Copy out the stretch of the records from the line containing "pedestal in the picture above." through the end of the records, keeping every line, including the requests. Shift each coordinate in the answers by adding 43 to it.
>> Start Records shown
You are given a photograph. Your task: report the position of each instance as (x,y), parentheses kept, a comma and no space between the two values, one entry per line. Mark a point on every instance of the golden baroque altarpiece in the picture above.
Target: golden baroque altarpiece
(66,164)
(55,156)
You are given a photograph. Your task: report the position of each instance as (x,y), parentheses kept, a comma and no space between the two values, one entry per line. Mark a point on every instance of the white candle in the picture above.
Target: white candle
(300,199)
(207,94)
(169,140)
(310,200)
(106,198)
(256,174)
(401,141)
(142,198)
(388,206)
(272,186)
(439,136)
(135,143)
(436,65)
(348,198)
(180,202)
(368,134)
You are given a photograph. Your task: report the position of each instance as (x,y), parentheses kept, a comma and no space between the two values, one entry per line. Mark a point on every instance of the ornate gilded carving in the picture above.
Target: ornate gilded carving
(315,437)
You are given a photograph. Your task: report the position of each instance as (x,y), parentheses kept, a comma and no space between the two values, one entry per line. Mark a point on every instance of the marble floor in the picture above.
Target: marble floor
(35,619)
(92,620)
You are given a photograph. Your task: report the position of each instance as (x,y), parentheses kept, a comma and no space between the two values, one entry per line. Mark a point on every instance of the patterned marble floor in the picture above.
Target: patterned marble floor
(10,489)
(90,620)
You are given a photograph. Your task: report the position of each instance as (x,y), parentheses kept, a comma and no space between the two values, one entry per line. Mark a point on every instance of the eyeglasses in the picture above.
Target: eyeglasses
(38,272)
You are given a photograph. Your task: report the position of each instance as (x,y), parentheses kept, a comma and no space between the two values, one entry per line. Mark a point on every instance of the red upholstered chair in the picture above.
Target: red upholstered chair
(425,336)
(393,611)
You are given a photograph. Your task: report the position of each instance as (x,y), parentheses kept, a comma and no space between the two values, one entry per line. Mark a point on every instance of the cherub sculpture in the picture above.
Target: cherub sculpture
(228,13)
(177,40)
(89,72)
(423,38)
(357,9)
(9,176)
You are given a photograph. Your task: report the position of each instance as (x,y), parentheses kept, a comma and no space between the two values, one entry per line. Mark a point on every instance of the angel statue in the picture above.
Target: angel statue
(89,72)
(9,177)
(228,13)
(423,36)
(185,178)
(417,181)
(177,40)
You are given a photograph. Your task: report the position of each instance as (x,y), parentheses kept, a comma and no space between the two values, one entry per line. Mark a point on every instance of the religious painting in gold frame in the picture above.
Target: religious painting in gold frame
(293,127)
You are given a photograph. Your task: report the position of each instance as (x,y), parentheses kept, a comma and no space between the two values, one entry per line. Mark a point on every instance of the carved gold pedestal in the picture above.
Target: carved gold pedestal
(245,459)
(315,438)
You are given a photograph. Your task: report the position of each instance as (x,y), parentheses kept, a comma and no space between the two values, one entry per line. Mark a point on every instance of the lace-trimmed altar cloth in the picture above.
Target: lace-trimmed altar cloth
>> End Records shown
= Full solution =
You are given a photograph. Your task: report the position of each instance as (x,y), parentheses kept, a comma and no space between the two values, one entry per line. Mark a point on every instance of the carved gold pedestal in the picture above.
Target: carved gold pedestal
(288,502)
(358,481)
You are given a photograph. Your task: report the position of each instance as (x,y), parentheses kept, a comma and no space between the two values, one entry per line. Mark a point on every instance of the lace-trimmed altar cloth in the picture above.
Target: lace-trimmed altar cloth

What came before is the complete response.